Set task — Return the complete listing that follows, with each line reproduced exactly.

Supplied entries —
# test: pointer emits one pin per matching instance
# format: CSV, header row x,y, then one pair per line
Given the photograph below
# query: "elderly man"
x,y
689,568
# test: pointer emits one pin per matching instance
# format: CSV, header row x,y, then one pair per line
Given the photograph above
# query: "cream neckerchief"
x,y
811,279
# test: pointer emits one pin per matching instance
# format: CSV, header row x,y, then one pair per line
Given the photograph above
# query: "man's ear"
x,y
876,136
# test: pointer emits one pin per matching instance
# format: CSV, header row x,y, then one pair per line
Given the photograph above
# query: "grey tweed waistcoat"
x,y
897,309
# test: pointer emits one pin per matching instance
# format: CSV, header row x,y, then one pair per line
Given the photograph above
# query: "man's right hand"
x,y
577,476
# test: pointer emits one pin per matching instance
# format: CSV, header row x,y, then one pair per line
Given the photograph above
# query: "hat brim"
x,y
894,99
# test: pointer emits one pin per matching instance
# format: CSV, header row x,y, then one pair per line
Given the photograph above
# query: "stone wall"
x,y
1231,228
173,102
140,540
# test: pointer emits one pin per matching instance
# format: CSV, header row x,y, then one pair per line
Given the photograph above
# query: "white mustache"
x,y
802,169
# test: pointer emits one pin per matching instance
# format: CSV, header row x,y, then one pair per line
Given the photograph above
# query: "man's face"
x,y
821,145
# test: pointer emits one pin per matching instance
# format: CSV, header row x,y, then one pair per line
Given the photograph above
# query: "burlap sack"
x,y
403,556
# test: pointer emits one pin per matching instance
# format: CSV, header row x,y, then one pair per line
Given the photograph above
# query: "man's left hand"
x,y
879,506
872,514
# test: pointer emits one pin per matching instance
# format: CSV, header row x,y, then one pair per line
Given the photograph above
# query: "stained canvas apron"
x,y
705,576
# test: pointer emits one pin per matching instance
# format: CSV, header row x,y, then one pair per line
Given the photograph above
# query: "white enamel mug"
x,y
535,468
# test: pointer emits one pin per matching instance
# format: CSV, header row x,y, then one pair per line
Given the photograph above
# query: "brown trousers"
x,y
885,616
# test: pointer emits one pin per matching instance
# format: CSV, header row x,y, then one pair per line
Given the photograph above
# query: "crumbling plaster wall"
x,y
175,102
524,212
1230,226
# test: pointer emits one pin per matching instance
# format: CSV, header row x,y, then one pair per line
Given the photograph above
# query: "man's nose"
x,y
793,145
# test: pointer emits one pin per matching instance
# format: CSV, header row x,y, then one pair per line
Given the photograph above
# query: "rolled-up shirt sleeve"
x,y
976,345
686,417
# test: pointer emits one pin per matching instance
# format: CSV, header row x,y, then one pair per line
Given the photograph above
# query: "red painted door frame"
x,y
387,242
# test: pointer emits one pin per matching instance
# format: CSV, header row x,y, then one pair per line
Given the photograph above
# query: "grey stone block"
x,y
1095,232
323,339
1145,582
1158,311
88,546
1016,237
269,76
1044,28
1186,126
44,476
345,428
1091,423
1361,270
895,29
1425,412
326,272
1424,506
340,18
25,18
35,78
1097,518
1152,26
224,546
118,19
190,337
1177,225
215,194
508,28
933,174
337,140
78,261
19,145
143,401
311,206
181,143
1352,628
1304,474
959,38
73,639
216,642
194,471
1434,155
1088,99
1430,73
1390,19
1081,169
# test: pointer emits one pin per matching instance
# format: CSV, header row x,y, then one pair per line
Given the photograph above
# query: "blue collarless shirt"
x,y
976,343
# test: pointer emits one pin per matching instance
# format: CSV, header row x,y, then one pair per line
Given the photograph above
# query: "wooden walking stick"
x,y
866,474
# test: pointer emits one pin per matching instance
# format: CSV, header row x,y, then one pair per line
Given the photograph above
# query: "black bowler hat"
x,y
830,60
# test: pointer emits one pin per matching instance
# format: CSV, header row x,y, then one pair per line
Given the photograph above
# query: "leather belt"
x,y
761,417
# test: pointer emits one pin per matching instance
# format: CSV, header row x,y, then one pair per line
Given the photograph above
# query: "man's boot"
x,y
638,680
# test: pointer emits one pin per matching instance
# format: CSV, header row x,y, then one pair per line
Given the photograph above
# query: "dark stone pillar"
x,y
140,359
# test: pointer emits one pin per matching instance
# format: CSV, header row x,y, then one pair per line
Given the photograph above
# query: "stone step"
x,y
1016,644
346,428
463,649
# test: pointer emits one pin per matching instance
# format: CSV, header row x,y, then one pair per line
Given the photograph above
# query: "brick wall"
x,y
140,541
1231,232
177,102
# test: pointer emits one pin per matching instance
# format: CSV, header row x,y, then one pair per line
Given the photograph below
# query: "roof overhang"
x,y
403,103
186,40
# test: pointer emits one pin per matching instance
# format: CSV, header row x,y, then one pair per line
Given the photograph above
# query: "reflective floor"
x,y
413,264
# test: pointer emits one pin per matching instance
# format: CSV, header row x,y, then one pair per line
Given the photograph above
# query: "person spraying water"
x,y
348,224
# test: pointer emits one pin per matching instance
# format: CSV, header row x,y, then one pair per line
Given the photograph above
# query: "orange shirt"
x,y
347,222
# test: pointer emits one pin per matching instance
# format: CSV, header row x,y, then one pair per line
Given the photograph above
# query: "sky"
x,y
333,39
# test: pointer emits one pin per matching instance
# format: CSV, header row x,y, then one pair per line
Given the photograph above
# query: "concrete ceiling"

Task result —
# test: pointer emits one pin per matching instance
# format: CSV, header row x,y, then one pair per line
Given the photograph below
# query: "elderly man"
x,y
689,568
# test: pointer emits one pin per matching instance
# format: CSV, header row x,y, then one pair per line
Given the photograph above
# query: "cream neckerchief"
x,y
811,279
# test: pointer emits one pin per matching instance
# format: CSV, header row x,y, then one pair per line
Given the photograph above
# query: "man's ear"
x,y
876,136
# test: pointer emits one pin per matching instance
# format: CSV, header row x,y, then one pair per line
Given the photograph above
# query: "grey tweed waistcoat"
x,y
897,309
# test: pointer emits one pin per matching instance
# format: CSV, header row x,y, then one pair per line
Given the photograph above
# query: "man's right hand"
x,y
577,476
# test: pointer emits one pin per matching instance
# format: CSV, header row x,y, then one pair per line
Given the photograph above
# query: "hat brim"
x,y
894,99
# test: pointer emits one pin per matching instance
# format: CSV, header row x,y, then one pair per line
Given the photograph above
# query: "stone wall"
x,y
1231,228
173,102
140,540
# test: pointer emits one pin per matching instance
# format: CSV, header row x,y, then one pair per line
Given the photograph above
# query: "white mustache"
x,y
802,169
# test: pointer emits one pin per matching instance
# format: CSV, header row x,y, then one pair per line
Given the photograph above
# query: "man's face"
x,y
821,145
# test: pointer emits one pin per matching instance
# format: CSV, header row x,y, then one pair per line
Given the photograph above
# query: "burlap sack"
x,y
403,556
# test: pointer emits one pin per matching instance
# format: CSV, header row x,y, then one pair per line
Given the photograph above
# query: "man's left hand"
x,y
879,506
872,514
# test: pointer emits one pin per matching instance
# format: CSV, header row x,y, then one pair per line
Given the photograph above
# query: "stained canvas apron"
x,y
705,576
# test: pointer emits one pin per matching instance
# format: CSV, header row x,y, then one pair per line
Given the photograph above
# query: "white enamel mug"
x,y
535,468
# test: pointer emits one pin per matching instance
# format: CSV, header row x,y, then one pair per line
Given the photograph above
# query: "brown trousers"
x,y
885,616
# test: pointer emits one pin per matching instance
# format: CSV, header row x,y, then one pair per line
Given the photograph above
# query: "crumbling plaster wall"
x,y
175,102
524,212
1230,226
# test: pointer emits one pin per matching instance
# format: CSV, header row x,y, then one pair per line
Given the photograph above
# query: "man's nose"
x,y
793,145
# test: pointer emits one pin per matching instance
# format: CSV, header row x,y, then one pair per line
Given the photograph above
# query: "rolled-up shirt sleeve"
x,y
976,345
686,417
# test: pointer emits one pin per matching instance
# format: CSV, header row x,y, then one pair per line
Given the photograph above
# query: "red painted door frame"
x,y
387,242
# test: pointer emits one pin per matching instance
# format: CSV, header row x,y, then one pair per line
Given the photograph above
# query: "grey stone block"
x,y
1095,232
323,339
1145,582
1158,311
88,546
1016,237
269,76
1044,28
1186,126
44,476
345,428
1091,423
1361,270
895,29
1425,412
326,272
1424,506
340,18
25,18
35,78
1097,518
1152,26
224,546
118,19
190,337
1177,225
215,194
508,28
933,174
337,140
78,261
19,145
143,401
311,206
181,143
1352,628
1304,474
959,38
73,639
216,642
194,471
1434,155
1088,99
1430,73
1390,19
1081,169
# test: pointer emits one pin per matching instance
# format: CSV, header row x,y, then one pair per line
Given the photograph above
# query: "blue collarless shirt"
x,y
976,343
# test: pointer emits one pin per matching instance
# format: CSV, header row x,y, then one pair per line
Given the photograph above
# query: "wooden walking stick"
x,y
866,474
# test: pointer emits one pin per matching instance
# format: CSV, header row x,y, then one pair per line
Given the photograph above
# query: "black bowler hat"
x,y
830,60
# test: pointer emits one pin per matching instance
# format: CSV, header row x,y, then one pair per line
Given the photograph above
# query: "leather belt"
x,y
761,417
# test: pointer emits one pin per matching instance
# format: CSV, header row x,y, then one pair per line
Given the photograph above
# query: "man's boot"
x,y
638,680
# test: pointer emits one pin per matching instance
# format: CSV, header row x,y, then one pair per line
Given the photograph above
# query: "dark stone pillar"
x,y
140,359
# test: pointer emits one pin per matching instance
# format: CSV, header row x,y, then one pair per line
Given the photograph above
# query: "stone step"
x,y
1016,644
346,428
463,649
# test: pointer emits one pin per matching instance
# format: CSV, header row x,y, then one pair per line
Given the photograph above
# query: "brick wall"
x,y
140,541
1231,232
177,102
# test: pointer emits one pin per matching instance
# format: CSV, header row x,y, then one pair per line
Given the photograph below
# query: "roof overhang"
x,y
403,103
186,40
# test: pointer emits one pin per matching instance
# format: CSV, header row x,y, then one pair per line
Given the photograph above
# query: "reflective floor"
x,y
413,264
# test: pointer emits one pin per matching instance
# format: CSV, header row x,y, then one pair per line
Given the photograph above
# query: "person spraying water"
x,y
348,224
# test: pointer emits one pin per matching instance
# format: CSV, header row x,y, then one pair per line
Given the photograph above
# query: "orange shirt"
x,y
347,222
# test: pointer emits one pin per matching instance
# format: CSV, header row x,y, then one pair per line
Given the photograph above
# query: "sky"
x,y
333,39
# test: pointer emits one pin per matching instance
# format: CSV, header row x,y, then one pair per line
Given the photograph above
# query: "concrete ceiling"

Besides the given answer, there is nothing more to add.